- [Text block]
····················
Holidays and evenings are some of the busiest times for restaurants, so don’t expect to have these times off. I’ve been pretty fortunate in managing to obtain primarily day shifts wherever I’ve worked, but unless the restaurant was closed on a holiday, I was there working a normal schedule. What’s even better is I’ve never received holiday pay.
–Fast-food isn’t a great place to make a career…but it’s a great place to learn to hustle.
Even though you won’t be doing any real cooking at McDonald’s or Burger King, the sink-or-swim fast-paced environment will teach you to multitask at a level you never thought was humanly possible (a good reason to take it a little easier the next time a high school kid screws up your order. You probably couldn’t handle their job well either). A fast-food position could be a great way to learn to pick up the pace.
–If you have a food allergy, notify the restaurant BEFORE you plan on eating there.
While in the land of Food Network cooking shows and Martha Stewart wannabes everyone does their job perfectly and never, ever cross-contaminates anything, this certainly isn’t the case in the real world. So, as a common courtesy to the kitchen and wait staff (and as a favor to yourself), let the restaurant know well in advance about your allergy and what you can and can’t have. This will give them time to set up a sanitized, fresh area with a new, clean cutting board and cookware. If your allergy is serious and could send you to the hospital, you may want to consider not eating out at all. Why? Remember how little you knew about your allergy and what you could and couldn’t have until you were actually diagnosed? This is the position most cooks are in. The majority of them won’t even know where or what to look for, so don’t expect them to be able to figure it out.
–Speaking of cooking shows, most meals really DO take more than 30 minutes to prepare (sorry Rachael Ray).
····················
- [Material supplied]

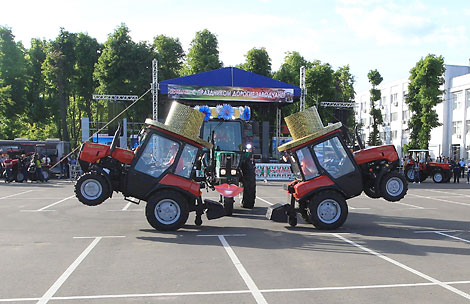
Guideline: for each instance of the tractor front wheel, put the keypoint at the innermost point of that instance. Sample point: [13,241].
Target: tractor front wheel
[328,210]
[92,189]
[167,210]
[393,186]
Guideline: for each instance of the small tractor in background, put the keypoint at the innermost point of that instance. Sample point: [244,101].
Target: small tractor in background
[229,168]
[440,172]
[327,173]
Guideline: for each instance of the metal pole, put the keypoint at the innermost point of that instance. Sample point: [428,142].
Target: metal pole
[303,90]
[155,89]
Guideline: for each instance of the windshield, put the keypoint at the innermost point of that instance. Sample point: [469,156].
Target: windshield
[227,135]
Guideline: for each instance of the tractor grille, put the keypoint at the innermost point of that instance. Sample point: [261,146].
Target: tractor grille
[224,158]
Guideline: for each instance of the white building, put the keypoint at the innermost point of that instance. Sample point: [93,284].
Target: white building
[452,138]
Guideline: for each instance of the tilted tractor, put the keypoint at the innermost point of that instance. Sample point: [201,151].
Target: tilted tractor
[229,169]
[327,173]
[161,172]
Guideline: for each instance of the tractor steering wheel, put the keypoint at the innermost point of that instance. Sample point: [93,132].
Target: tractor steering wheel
[115,139]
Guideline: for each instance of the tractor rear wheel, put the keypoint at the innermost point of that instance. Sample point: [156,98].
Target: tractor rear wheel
[393,186]
[328,210]
[167,210]
[248,181]
[92,189]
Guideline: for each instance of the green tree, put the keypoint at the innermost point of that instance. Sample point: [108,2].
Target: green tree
[289,72]
[257,61]
[170,56]
[59,70]
[124,67]
[203,54]
[375,79]
[12,82]
[344,90]
[319,80]
[424,94]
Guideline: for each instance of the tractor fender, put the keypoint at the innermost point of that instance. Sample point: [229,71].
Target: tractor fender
[105,174]
[160,187]
[335,188]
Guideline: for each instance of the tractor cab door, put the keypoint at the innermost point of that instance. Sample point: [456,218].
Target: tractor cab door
[157,156]
[336,161]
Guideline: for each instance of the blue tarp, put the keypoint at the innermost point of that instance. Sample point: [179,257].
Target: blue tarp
[228,77]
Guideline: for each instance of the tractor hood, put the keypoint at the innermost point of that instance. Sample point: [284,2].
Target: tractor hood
[386,152]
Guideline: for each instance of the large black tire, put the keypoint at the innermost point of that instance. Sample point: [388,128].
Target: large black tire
[393,186]
[167,210]
[92,189]
[228,205]
[249,184]
[410,174]
[438,176]
[328,210]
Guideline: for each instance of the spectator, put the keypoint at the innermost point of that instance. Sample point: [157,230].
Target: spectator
[416,173]
[462,167]
[455,170]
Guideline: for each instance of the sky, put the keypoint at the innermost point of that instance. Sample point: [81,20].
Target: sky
[390,36]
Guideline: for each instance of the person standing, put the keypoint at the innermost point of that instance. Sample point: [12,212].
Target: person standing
[456,171]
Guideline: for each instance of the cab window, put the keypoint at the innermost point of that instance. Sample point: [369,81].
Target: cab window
[187,159]
[306,163]
[159,154]
[332,157]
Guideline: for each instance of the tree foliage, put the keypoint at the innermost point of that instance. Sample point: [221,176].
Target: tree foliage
[257,61]
[203,55]
[376,114]
[424,94]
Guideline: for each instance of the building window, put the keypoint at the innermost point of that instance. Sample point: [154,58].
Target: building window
[457,100]
[456,127]
[467,97]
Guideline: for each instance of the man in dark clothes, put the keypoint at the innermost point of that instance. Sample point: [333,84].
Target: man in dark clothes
[456,170]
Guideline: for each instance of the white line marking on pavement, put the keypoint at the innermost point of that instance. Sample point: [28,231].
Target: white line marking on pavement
[263,200]
[221,235]
[439,199]
[403,266]
[224,292]
[16,194]
[242,271]
[449,193]
[53,289]
[127,206]
[53,204]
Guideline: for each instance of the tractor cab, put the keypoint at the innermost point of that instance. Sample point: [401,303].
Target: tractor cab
[439,172]
[161,171]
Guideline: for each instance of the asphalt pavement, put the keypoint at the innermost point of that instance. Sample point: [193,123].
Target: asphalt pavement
[54,249]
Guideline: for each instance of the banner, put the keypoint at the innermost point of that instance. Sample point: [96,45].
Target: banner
[230,93]
[273,172]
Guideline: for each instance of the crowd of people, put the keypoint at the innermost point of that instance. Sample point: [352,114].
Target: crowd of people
[31,166]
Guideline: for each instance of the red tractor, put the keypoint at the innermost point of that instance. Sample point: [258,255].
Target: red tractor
[327,173]
[161,171]
[440,172]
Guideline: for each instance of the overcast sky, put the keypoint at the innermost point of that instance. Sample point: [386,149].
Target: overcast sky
[390,36]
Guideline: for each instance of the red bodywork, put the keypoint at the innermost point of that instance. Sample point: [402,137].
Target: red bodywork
[386,152]
[304,188]
[182,183]
[92,152]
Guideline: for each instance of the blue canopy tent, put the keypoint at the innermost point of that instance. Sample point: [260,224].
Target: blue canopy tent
[232,86]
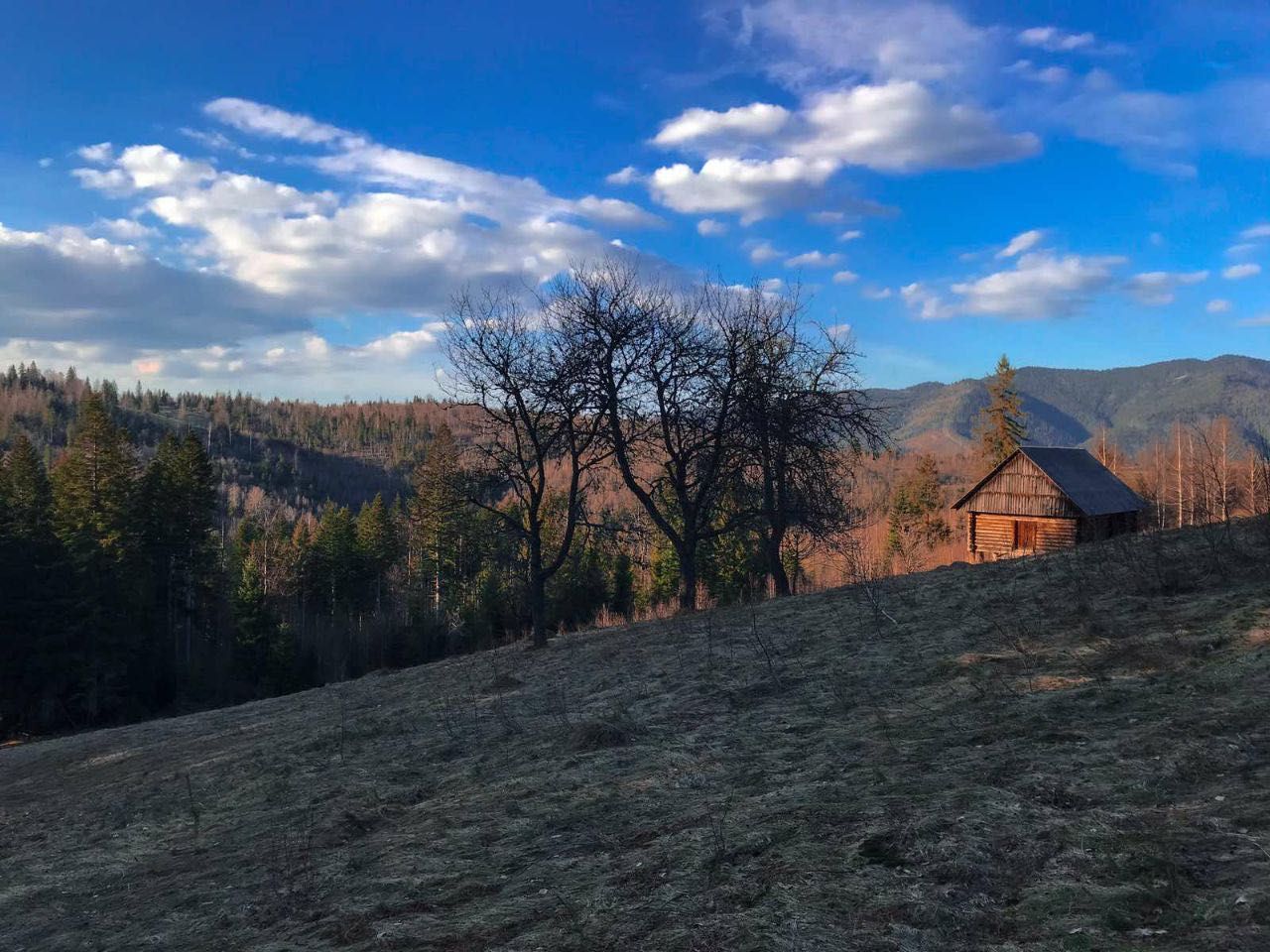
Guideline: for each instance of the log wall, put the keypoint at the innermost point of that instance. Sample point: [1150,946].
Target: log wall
[993,536]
····················
- [Assignment]
Please retype the restaurant work text in full, word for word.

- [Response]
Holidays and evenings are some of the busiest times for restaurants, so don’t expect to have these times off. I’ve been pretty fortunate in managing to obtain primarily day shifts wherever I’ve worked, but unless the restaurant was closed on a holiday, I was there working a normal schedule. What’s even better is I’ve never received holiday pay.
–Fast-food isn’t a great place to make a career…but it’s a great place to learn to hustle.
Even though you won’t be doing any real cooking at McDonald’s or Burger King, the sink-or-swim fast-paced environment will teach you to multitask at a level you never thought was humanly possible (a good reason to take it a little easier the next time a high school kid screws up your order. You probably couldn’t handle their job well either). A fast-food position could be a great way to learn to pick up the pace.
–If you have a food allergy, notify the restaurant BEFORE you plan on eating there.
While in the land of Food Network cooking shows and Martha Stewart wannabes everyone does their job perfectly and never, ever cross-contaminates anything, this certainly isn’t the case in the real world. So, as a common courtesy to the kitchen and wait staff (and as a favor to yourself), let the restaurant know well in advance about your allergy and what you can and can’t have. This will give them time to set up a sanitized, fresh area with a new, clean cutting board and cookware. If your allergy is serious and could send you to the hospital, you may want to consider not eating out at all. Why? Remember how little you knew about your allergy and what you could and couldn’t have until you were actually diagnosed? This is the position most cooks are in. The majority of them won’t even know where or what to look for, so don’t expect them to be able to figure it out.
–Speaking of cooking shows, most meals really DO take more than 30 minutes to prepare (sorry Rachael Ray).